[begin Passage provided]

The pattern "" in the first equation matches the empty string. So this equation is used to implement someStringFunction only when the argument is the empty string. The pattern x:xs in the second equation matches any non-empty string. Such a string can be described as follows: The string starts with some character—this character must exist because the string is not empty—and after this initial character comes the rest of the string, which is itself a string of characters. The pattern x:xs takes the string apart into these two components: x is the first character of the string. xs is the remainder of the string and is, obviously, one character shorter than the string x:xs. Note that when using : in a pattern, we need to enclose the whole pattern in parentheses.

As in any pattern, we can use wildcards. For example, _:_ matches any non-empty string, but we don't care at all about what that string looks like. The pattern says that the string must have a head and a tail, which is the same as saying that the string is non-empty. Of course, we can also use a wildcard for ony one of the two components.

Implement two functions

isEmptyString :: String -> Bool

and

stringLength :: String -> Int

The former should statisfy isEmptyString "" = True and isEmptyString s = False for any other string.

The latter should return the length of the string: stringLength "Hello" = 5, for example.

Note: Since strings are just lists of characters and the standard library already gives us functions null and length to test whether a list is empty or what its length is, you could simply define isEmptyString = null and stringLength = length. Indeed, Haskell programmers simply use null and length for strings without defining string-specific functions. As an exercise though, you should implement isEmptyString and stringLength from scratch.

Solution

isEmptyString :: String -> Bool
isEmptyString "" = True
isEmptyString _  = False

This matches exactly the behaviour I said the function should require. isEmptyString "" = True. isEmptyString _ = False is used for any string that is non-empty because the pattern of the first equation does not match for such strings.

stringLength :: String -> Int
stringLength (_:xs) = 1 + stringLength xs
stringLength _      = 0

Think about how we could define the length of a string:

The empty string has length 0.
The string x:xs composed of a character x and tail xs clearly has one character more than xs. Thus, its length is 1 + stringLength xs.

[end Passage provided]
[begin Dataset content]

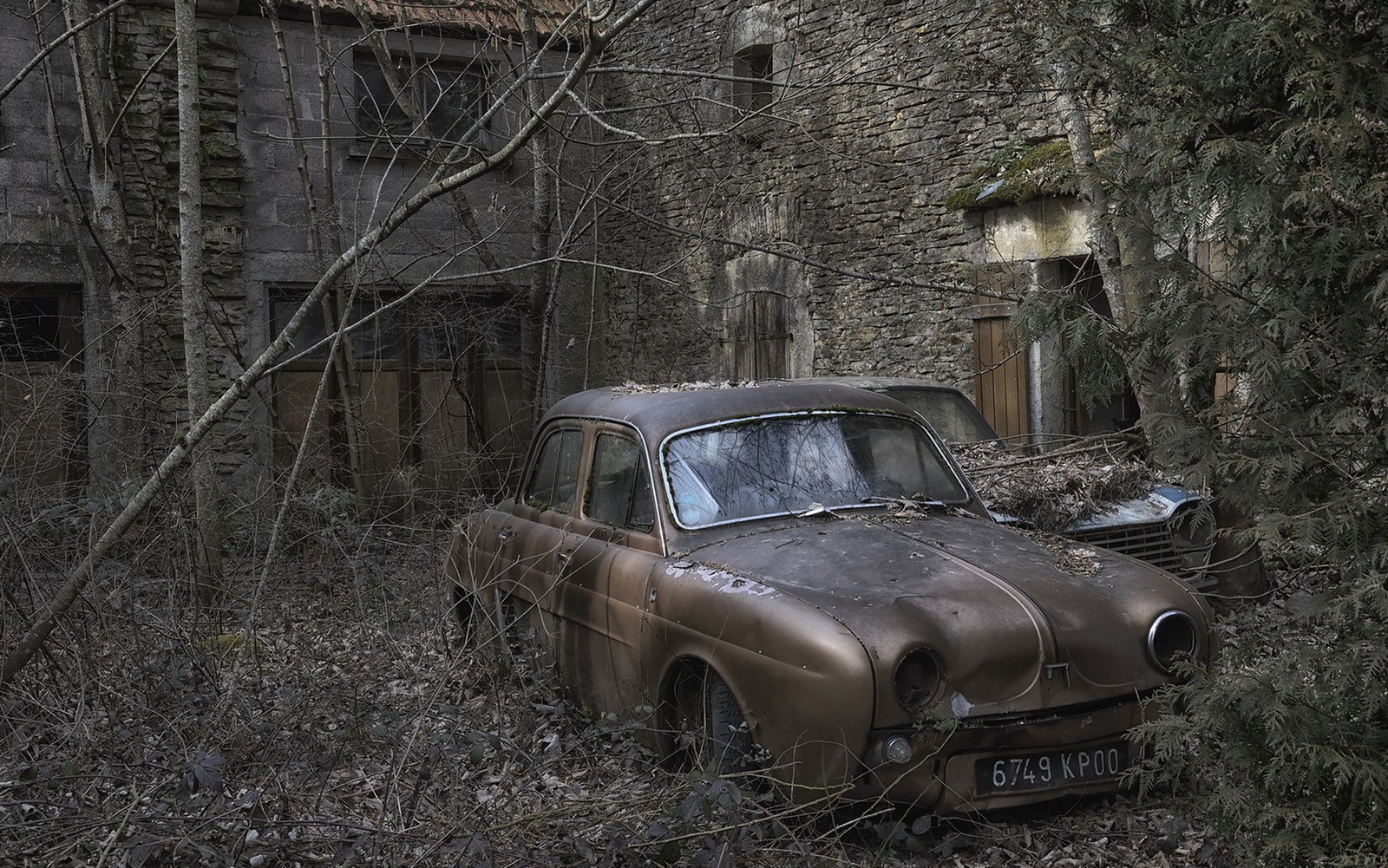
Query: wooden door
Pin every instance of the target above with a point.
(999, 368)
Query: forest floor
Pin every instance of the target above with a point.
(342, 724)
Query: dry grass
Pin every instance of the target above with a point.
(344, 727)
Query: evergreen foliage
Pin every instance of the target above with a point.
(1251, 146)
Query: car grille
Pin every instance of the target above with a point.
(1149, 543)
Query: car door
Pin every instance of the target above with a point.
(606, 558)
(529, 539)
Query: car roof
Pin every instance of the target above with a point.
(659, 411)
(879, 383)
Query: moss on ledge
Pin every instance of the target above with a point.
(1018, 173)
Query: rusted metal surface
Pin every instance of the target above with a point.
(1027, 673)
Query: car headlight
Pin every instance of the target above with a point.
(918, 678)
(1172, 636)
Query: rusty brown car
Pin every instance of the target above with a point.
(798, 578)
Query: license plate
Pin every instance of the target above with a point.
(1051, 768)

[end Dataset content]
[begin Dataset content]

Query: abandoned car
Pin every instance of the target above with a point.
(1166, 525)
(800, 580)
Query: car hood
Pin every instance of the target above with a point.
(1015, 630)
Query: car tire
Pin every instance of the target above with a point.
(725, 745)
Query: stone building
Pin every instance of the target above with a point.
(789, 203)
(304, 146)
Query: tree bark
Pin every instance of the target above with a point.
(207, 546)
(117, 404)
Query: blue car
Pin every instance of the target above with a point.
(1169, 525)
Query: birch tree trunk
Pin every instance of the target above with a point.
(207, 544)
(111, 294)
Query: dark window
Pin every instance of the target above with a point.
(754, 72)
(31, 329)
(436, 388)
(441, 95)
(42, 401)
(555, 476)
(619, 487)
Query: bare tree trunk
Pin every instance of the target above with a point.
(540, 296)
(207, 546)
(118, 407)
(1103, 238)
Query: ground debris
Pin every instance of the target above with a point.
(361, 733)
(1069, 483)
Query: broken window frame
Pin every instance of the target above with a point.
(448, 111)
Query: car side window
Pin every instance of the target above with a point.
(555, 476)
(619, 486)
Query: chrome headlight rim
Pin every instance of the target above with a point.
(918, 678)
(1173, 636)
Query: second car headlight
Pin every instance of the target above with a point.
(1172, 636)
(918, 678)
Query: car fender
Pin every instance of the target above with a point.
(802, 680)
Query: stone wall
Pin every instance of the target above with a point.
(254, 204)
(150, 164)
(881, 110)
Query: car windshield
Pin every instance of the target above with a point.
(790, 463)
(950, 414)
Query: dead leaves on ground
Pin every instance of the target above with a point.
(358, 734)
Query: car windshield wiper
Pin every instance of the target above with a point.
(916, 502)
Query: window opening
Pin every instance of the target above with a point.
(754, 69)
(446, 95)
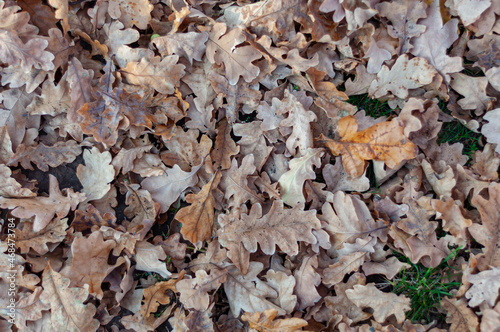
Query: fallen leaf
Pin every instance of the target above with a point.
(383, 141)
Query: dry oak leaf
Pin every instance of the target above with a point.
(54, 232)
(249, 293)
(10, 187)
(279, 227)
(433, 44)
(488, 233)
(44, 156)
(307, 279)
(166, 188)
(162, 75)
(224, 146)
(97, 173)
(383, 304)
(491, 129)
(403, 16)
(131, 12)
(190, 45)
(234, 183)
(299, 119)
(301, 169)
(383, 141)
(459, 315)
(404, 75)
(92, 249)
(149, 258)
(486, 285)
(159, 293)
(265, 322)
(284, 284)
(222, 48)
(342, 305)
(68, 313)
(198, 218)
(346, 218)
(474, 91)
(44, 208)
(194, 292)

[end Dataset content]

Requests:
[A] In the Haskell string-pattern passage, what kind of string does the pattern _:_ match?
[B] Write the next part of the passage on Haskell string patterns, continuing on from its final sentence.

Final answers:
[A] It matches any non-empty string.

[B]
Our first equation implements the second rule. We could have used the pattern x:xs—that would work just fine—but we don't really care what the first character looks like, only that it is present, so we use the wildcard instead.

The second equation applies only if the pattern of the first equation does not match. Thus, we know at this point that the string is empty without inspecting the string. Thus, we get away with using the wildcard as the pattern, and we return 0.

Exercise

Implement a function

countOccurrences :: Char -> String -> Int

countOccurrences x ys should count how often the character x occurs in ys. For example, countOccurrences 's' "Mississippi" = 4 because there are four 's's in "Mississippi".

Solution

countOccurrences :: Char -> String -> Int
countOccurrences x = go
  where
    go (y:ys) | x == y    = 1 + go ys
              | otherwise =     go ys
    go _                  = 0

This says that countOccurrence x is the same as the inner function go. In other words, if we call countOccurrence x ys, this calls go ys. If this makes no sense to you, read the section on multi-argument functions again.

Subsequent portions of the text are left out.